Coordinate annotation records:

==*==

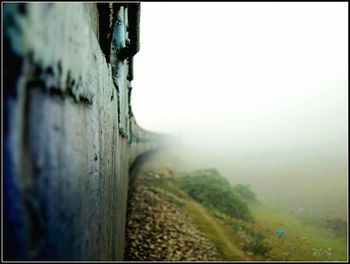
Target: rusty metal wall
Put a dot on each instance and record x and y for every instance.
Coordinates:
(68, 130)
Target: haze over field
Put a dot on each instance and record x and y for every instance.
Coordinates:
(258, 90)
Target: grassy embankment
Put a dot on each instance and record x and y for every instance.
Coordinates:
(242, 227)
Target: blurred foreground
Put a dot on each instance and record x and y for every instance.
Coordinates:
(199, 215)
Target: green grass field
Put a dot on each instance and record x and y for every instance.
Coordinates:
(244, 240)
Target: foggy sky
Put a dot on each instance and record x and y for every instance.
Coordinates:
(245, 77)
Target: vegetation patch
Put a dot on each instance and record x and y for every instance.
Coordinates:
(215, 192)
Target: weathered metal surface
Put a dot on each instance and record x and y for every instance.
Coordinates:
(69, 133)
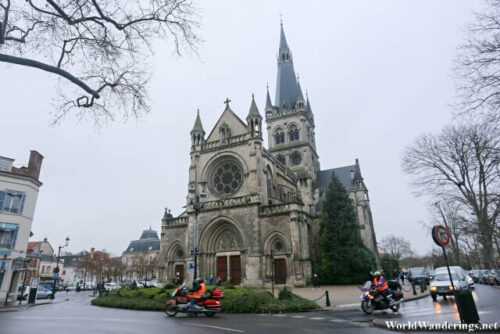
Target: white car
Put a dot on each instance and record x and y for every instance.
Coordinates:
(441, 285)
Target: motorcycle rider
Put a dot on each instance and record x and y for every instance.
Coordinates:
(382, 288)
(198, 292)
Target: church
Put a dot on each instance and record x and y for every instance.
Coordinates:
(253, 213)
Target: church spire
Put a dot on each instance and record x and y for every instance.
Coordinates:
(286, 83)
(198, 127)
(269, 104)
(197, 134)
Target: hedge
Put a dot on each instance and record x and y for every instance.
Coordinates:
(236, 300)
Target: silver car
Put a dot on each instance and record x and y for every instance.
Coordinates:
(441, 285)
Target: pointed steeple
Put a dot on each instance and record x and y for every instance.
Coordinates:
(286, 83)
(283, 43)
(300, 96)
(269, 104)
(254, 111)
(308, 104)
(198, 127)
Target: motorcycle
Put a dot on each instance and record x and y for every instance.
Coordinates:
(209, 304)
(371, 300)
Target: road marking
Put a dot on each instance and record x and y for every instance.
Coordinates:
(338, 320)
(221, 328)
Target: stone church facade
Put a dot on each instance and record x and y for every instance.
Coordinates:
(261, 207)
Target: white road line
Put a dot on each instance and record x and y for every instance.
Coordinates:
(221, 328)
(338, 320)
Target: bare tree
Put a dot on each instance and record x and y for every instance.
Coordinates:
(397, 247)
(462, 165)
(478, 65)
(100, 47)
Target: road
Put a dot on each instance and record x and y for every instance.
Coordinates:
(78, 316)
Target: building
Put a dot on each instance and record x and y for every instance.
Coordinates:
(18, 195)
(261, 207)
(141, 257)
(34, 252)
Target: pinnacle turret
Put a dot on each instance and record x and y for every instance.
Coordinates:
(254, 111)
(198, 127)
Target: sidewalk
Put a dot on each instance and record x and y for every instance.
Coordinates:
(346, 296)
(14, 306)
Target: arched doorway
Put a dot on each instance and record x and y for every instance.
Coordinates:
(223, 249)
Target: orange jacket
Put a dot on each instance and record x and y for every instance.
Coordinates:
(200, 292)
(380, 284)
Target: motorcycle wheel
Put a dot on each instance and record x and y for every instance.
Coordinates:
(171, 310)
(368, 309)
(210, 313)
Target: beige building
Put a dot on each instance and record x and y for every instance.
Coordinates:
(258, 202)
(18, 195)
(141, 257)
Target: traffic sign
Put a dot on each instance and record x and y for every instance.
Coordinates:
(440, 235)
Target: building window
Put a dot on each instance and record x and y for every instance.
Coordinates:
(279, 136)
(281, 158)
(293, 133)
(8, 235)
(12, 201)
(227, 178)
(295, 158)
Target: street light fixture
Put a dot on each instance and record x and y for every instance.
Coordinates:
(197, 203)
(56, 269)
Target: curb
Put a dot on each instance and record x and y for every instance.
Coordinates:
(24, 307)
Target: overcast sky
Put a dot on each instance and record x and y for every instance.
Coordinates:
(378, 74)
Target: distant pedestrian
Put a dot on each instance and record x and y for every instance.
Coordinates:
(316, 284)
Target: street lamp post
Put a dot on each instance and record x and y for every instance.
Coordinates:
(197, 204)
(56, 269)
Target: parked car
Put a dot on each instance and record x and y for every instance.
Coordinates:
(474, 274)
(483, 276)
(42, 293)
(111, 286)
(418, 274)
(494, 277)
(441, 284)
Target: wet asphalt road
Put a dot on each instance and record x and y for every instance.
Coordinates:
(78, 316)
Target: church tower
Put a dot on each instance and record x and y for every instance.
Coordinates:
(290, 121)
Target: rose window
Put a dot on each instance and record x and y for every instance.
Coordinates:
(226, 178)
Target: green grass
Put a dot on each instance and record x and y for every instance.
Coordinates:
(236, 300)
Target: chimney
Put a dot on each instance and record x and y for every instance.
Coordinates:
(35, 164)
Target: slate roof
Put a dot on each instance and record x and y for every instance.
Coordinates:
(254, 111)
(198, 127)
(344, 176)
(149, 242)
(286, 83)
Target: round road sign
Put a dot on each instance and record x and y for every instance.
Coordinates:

==*==

DESCRIPTION OF THE TASK
Retype the listing exactly. Pictures do not belong in the copy.

SOLUTION
Target: rusty metal wall
Put a dot on each instance and record x and y for every instance.
Coordinates:
(68, 130)
Target: haze over field
Put a dot on each instance and record x and y for every instance.
Coordinates:
(258, 90)
Target: grassy embankment
Put a dot on each instance and record x and y for every instance.
Coordinates:
(242, 227)
Target: blurred foreground
Put a dot on each instance and record x and y for every instance.
Coordinates:
(199, 215)
Target: green grass field
Put a dot on each instance and record x and y for every instance.
Coordinates:
(244, 240)
Target: foggy sky
Put a dot on each instance and record x and y for every instance.
Coordinates:
(245, 77)
Target: vegetation patch
Put a dot on each instance and record x and y for every instance.
Coordinates:
(215, 192)
Target: weathered metal surface
Put a dot on each instance and record x and y for every instance.
Coordinates:
(69, 133)
Target: white car
Put a dot on each instance and record x and y for every instance.
Coordinates:
(441, 285)
Target: motorcycle rider
Put a dot on each instance and record x and y for every instance.
Coordinates:
(382, 288)
(198, 292)
Target: church
Put a dot on each instance and record x and y for every instance.
Coordinates:
(253, 213)
Target: church spire
Put a dot on each instance and record x and y for every instance.
Coordinates:
(286, 83)
(198, 127)
(269, 104)
(197, 134)
Target: hedge
Put a dot on each instance and record x and y for every instance.
Coordinates:
(236, 300)
Target: silver car
Put a dot on each instance and record x and y for every instance.
Coordinates:
(441, 285)
Target: pointed steeple
Put a dot on each instance and record x and y for every instance.
Coordinates:
(286, 83)
(283, 43)
(300, 96)
(269, 104)
(254, 111)
(308, 104)
(198, 127)
Target: motorcycle
Put a dot on each instance and record x and y for every instance.
Coordinates:
(209, 304)
(371, 300)
Target: road marking
Put a dot on each instance and record x and y for every instance.
Coordinates:
(338, 320)
(221, 328)
Target: stone church facade
Put a dot on each instance and record x and y for every instance.
Coordinates:
(261, 207)
Target: white road line
Put a dot on each instance and record x and y for every instance.
Coordinates:
(221, 328)
(338, 320)
Target: bare tree
Put a dot on each instance and record x and y for every instance.
Coordinates:
(397, 247)
(462, 165)
(478, 65)
(100, 47)
Target: road
Put a dot on each instance and record x and y for every instance.
Coordinates:
(78, 316)
Target: building
Put a dot on each instance and record x and y for every instance.
Coordinates:
(18, 195)
(261, 207)
(141, 257)
(34, 252)
Target: pinnacle turret
Put a dot on each instance and record x and y for every instance.
Coordinates:
(254, 111)
(198, 127)
Target: sidewalk
Put a dot on each instance and record x and y for every instance.
Coordinates:
(346, 296)
(14, 306)
Target: arched doorway
Put a dot on each instance and record x and y for every instance.
Coordinates:
(223, 249)
Target: orange jacket
Put a dot on each instance and record x and y for every instance.
Coordinates:
(200, 292)
(380, 284)
Target: motorcycle wheel
Put a dot on each instance and record x and y for every instance.
Coordinates:
(171, 310)
(368, 309)
(210, 313)
Target: beige building
Put a dot on each instance and record x and y for every instance.
Coordinates:
(258, 202)
(18, 195)
(141, 257)
Target: traffic sign
Put a dot on each instance and record x and y for every instance.
Coordinates:
(440, 235)
Target: building window
Put a dot on each instance and record x and y for every instance.
Coordinates:
(279, 136)
(281, 158)
(293, 133)
(8, 235)
(12, 201)
(227, 178)
(295, 158)
Target: street light fixture
Put a dot on each instance and record x and y for every instance.
Coordinates:
(197, 203)
(56, 269)
Target: curb
Put a dot on each instance and record x and y for every instance.
Coordinates:
(24, 307)
Target: overcast sky
Put a dot on each instance and record x and y for every instance.
Coordinates:
(378, 74)
Target: distant pedestrian
Put a dot on each instance and record x and y for every instance.
Coordinates:
(316, 284)
Target: street lamp post
Put a dot on each instance and record x and y for every instance.
Coordinates:
(197, 204)
(56, 269)
Target: parked car
Put a dot on each instance and record x and y for every instance.
Coordinates:
(474, 274)
(483, 276)
(42, 293)
(111, 286)
(418, 274)
(494, 277)
(441, 284)
Target: wet asphalt road
Put a dot on each instance and record x and y for every instance.
Coordinates:
(78, 316)
Target: church tower
Put a dot on each instance and record x and y for every instance.
Coordinates:
(290, 121)
Target: rose window
Put a dot on each instance and record x and y for every instance.
Coordinates:
(226, 178)
Target: green grass
Put a dot on each instance and record x and y for every instance.
Coordinates:
(236, 300)
Target: chimney
Put a dot on each instance and record x and y for every instance.
Coordinates:
(35, 164)
Target: slate roof
Put a dot on each instance and record x and y for every instance.
Coordinates:
(254, 111)
(198, 127)
(344, 176)
(149, 242)
(286, 83)
Target: round road sign
Put a dot on each instance and record x and y for every instance.
Coordinates:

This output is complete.